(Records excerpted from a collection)
——————

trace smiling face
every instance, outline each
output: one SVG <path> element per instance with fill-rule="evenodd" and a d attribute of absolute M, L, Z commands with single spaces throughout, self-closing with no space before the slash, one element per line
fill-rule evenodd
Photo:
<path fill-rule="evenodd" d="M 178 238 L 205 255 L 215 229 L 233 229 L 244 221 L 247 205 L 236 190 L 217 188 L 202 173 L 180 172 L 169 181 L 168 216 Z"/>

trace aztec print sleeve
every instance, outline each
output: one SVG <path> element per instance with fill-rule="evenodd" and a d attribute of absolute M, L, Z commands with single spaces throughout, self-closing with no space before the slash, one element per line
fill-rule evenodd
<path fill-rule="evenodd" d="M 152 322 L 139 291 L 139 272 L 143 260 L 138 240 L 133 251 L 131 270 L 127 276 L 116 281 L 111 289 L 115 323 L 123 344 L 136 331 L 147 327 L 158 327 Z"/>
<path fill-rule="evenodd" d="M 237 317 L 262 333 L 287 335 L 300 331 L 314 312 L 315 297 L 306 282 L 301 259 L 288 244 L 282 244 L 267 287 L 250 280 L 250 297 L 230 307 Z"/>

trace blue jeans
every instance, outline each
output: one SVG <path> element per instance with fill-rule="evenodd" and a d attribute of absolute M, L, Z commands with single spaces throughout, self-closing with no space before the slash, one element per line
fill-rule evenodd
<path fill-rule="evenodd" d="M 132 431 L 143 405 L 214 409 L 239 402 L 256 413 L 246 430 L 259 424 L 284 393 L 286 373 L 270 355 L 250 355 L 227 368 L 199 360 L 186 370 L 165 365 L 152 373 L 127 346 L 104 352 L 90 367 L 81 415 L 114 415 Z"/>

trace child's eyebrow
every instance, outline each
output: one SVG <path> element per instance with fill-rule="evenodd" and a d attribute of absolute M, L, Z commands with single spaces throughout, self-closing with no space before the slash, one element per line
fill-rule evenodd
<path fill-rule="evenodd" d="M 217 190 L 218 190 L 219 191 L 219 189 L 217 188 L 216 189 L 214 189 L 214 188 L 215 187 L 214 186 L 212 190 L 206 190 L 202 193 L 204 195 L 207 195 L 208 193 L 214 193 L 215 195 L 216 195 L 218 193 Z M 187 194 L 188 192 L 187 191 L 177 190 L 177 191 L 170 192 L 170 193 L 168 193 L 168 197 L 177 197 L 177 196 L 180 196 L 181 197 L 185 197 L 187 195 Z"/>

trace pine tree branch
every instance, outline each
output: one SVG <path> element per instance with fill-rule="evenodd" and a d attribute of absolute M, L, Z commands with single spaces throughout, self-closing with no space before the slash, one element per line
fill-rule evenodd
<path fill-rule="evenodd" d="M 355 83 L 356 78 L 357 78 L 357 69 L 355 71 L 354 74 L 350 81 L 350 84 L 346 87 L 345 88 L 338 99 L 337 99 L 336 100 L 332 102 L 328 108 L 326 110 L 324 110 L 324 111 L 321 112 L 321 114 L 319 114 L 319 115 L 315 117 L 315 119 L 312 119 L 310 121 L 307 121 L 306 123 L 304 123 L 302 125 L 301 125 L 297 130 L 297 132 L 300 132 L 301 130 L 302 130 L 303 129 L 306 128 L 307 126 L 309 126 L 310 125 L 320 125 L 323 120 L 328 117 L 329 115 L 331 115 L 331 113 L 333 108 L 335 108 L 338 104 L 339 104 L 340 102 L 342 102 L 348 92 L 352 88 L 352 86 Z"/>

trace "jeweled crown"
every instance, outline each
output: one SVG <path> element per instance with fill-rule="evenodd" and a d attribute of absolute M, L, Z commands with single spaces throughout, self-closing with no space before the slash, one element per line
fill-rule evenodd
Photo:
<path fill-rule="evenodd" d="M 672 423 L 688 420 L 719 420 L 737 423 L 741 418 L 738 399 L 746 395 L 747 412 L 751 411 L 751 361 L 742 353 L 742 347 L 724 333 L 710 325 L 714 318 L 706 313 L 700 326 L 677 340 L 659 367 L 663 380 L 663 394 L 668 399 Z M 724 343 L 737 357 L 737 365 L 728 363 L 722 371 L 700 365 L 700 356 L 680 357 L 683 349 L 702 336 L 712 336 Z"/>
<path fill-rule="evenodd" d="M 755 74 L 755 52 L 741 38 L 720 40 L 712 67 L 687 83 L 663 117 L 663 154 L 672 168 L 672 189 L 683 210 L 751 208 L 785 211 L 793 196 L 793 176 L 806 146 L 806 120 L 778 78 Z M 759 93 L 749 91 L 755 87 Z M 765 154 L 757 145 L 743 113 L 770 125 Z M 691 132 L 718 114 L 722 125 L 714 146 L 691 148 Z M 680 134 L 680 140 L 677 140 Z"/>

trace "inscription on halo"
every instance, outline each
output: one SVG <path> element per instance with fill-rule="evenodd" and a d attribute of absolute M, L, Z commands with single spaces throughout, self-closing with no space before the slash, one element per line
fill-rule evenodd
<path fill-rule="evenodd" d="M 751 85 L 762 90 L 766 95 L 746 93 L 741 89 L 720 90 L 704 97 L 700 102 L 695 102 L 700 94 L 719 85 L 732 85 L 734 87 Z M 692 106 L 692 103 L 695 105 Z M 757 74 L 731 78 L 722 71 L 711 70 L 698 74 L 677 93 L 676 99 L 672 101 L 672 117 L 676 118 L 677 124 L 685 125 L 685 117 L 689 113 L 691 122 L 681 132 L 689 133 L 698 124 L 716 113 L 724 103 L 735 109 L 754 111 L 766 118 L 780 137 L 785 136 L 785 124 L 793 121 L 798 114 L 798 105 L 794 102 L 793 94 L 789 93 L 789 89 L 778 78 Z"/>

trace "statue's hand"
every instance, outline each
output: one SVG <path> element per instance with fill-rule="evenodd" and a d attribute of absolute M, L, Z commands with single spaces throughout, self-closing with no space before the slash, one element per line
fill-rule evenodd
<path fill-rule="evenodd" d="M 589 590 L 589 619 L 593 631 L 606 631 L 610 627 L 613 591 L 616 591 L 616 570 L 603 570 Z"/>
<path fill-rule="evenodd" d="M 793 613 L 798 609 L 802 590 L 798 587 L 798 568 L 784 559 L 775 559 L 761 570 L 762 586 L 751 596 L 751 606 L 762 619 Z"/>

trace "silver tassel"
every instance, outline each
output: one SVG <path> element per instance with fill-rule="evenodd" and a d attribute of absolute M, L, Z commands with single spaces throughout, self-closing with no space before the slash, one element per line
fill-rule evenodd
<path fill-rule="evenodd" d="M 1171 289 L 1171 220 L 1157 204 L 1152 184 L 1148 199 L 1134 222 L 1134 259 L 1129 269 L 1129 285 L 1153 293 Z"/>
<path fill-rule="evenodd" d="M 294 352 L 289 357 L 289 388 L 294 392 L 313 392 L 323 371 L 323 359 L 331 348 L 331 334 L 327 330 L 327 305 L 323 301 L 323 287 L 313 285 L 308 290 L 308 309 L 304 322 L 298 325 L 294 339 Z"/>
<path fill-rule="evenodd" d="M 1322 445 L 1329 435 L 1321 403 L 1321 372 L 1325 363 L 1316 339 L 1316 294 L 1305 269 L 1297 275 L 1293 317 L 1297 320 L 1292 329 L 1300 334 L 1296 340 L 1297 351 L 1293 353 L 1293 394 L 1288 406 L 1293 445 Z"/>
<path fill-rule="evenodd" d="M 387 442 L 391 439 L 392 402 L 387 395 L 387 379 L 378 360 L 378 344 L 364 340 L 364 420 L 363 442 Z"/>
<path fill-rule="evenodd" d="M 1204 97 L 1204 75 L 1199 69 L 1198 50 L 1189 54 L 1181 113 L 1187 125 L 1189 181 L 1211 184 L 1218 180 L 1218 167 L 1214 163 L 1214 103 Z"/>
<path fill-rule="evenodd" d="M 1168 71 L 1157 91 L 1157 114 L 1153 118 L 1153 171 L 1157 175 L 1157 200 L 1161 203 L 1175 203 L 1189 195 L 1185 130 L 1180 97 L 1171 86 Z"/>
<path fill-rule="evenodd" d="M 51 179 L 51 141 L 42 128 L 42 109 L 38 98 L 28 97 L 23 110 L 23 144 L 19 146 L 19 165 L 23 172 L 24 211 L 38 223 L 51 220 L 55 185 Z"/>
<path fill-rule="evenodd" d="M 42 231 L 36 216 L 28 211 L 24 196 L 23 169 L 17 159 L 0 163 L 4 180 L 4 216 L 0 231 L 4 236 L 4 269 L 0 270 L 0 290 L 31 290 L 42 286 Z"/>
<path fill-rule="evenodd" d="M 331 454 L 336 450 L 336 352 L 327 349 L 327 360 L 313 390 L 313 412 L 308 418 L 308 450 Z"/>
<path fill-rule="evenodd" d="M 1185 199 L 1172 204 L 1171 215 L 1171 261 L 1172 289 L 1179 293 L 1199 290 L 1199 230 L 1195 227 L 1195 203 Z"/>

——————

Reproduce the entries verbatim from the very beginning through the line containing "132 431 L 143", including that line.

trace smiling face
every instance, outline each
output: one SVG <path> element per instance with fill-rule="evenodd" and a d attribute of absolute M, L, Z commands with single spaces throughout, self-closing with no space before the slash, one element per line
fill-rule evenodd
Photo:
<path fill-rule="evenodd" d="M 178 238 L 205 255 L 215 229 L 233 229 L 244 221 L 247 205 L 236 190 L 217 188 L 202 173 L 180 172 L 169 181 L 168 216 Z"/>

trace aztec print sleeve
every instance, outline each
output: one SVG <path> element per instance with fill-rule="evenodd" and a d attribute of absolute M, L, Z commands with single spaces throughout, self-closing with no space before the slash, one element per line
fill-rule evenodd
<path fill-rule="evenodd" d="M 152 322 L 139 291 L 139 272 L 143 260 L 138 240 L 133 251 L 131 270 L 127 276 L 116 281 L 111 289 L 115 323 L 123 344 L 136 331 L 147 327 L 158 327 Z"/>
<path fill-rule="evenodd" d="M 237 317 L 262 333 L 287 335 L 300 331 L 314 312 L 315 297 L 306 282 L 301 259 L 288 244 L 282 244 L 267 287 L 250 280 L 250 297 L 230 307 Z"/>

trace blue jeans
every instance, outline each
output: one SVG <path> element per instance with fill-rule="evenodd" and a d attribute of absolute M, L, Z commands with single spaces throughout, self-closing with no space before the slash, one element per line
fill-rule evenodd
<path fill-rule="evenodd" d="M 132 431 L 143 405 L 214 409 L 239 402 L 256 413 L 246 430 L 259 424 L 284 393 L 286 373 L 270 355 L 250 355 L 227 368 L 199 360 L 186 370 L 165 365 L 152 373 L 127 346 L 104 352 L 90 367 L 81 415 L 114 415 Z"/>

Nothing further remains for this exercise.